--- START Record set ---

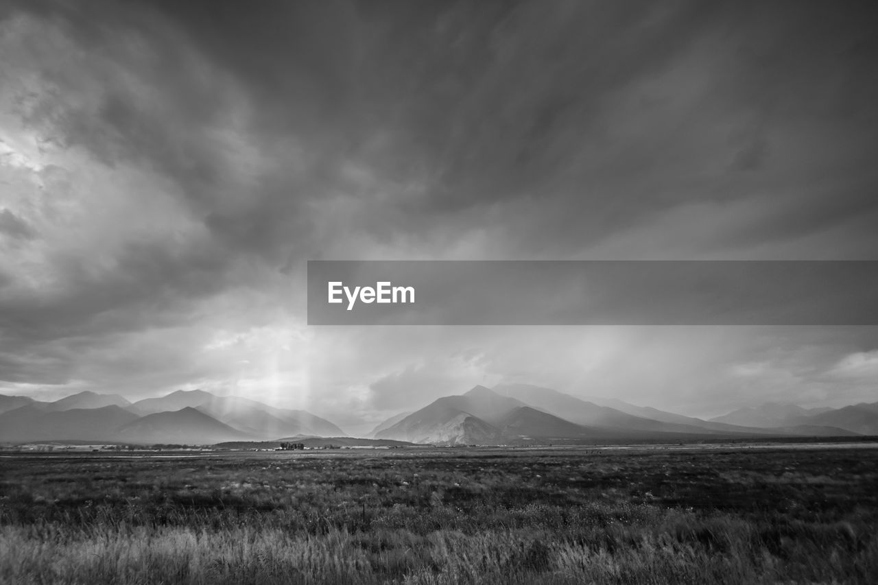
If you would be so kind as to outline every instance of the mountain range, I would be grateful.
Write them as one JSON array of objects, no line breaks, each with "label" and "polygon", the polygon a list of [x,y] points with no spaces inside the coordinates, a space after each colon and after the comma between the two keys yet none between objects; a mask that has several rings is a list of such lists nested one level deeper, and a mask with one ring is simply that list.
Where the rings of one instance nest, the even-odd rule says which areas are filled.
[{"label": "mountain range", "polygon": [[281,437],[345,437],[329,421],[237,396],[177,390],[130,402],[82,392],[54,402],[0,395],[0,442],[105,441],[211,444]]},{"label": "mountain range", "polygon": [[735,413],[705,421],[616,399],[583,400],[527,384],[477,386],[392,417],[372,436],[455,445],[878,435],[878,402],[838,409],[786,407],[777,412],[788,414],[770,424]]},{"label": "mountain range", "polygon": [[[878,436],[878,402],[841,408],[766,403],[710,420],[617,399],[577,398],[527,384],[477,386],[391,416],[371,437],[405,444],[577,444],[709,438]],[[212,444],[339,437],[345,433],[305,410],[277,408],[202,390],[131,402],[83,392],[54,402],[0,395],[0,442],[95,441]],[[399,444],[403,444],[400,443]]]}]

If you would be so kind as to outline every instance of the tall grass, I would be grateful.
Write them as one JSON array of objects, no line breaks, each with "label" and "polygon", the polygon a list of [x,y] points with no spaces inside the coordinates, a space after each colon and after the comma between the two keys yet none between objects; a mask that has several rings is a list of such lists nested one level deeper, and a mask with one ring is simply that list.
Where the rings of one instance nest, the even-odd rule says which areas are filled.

--- END Record set ---

Rescale the material above by copying every line again, requests included, with each coordinate in the answers multiplied by 0.65 and rounded to a whole number, halves rounded up. Leave the pictures out.

Problem solution:
If you would be so kind as to outline every instance of the mountain range, I would be grateful.
Write them as one JSON array of objects, no line breaks, each with "label" and "polygon", the polygon a list of [x,y] points with no spaces inside the coordinates, a space after each colon and after the comma between the two keys yet none between objects; a mask that has several rings is a list of such lists nested one level deeper, and a mask with one ring is simply that list.
Where the rings of one instance nest, the even-odd rule says which areas are filled.
[{"label": "mountain range", "polygon": [[183,284],[224,284],[214,274],[154,257],[115,254],[85,261],[53,255],[35,261],[0,257],[0,287],[68,287],[137,289]]},{"label": "mountain range", "polygon": [[478,268],[458,274],[400,259],[379,260],[343,250],[310,251],[255,271],[242,283],[296,289],[571,283],[571,261],[545,266],[511,265],[505,268],[512,269],[501,276]]},{"label": "mountain range", "polygon": [[[571,283],[571,261],[547,265],[498,262],[462,273],[401,259],[375,259],[343,250],[310,251],[254,270],[241,284],[263,289],[375,289],[461,285]],[[138,289],[220,284],[224,281],[198,267],[180,265],[131,254],[85,261],[54,255],[35,261],[0,257],[0,287],[62,287]],[[259,289],[262,289],[260,288]]]}]

If you would be so kind as to outline every instance of the tall grass, I would be grateful.
Write them as one JSON array of objects, no line breaks, each with "label" and "polygon", the polygon a list of [x,y] points with no spaces inside the coordinates, a space after each colon and after the comma between the two keys yet none between objects; a mask that has several rings is a list of such lists nested one level deeper, and a mask with one ring is simply that list.
Where the rings of one instance nest, the even-odd rule says which areas are filled.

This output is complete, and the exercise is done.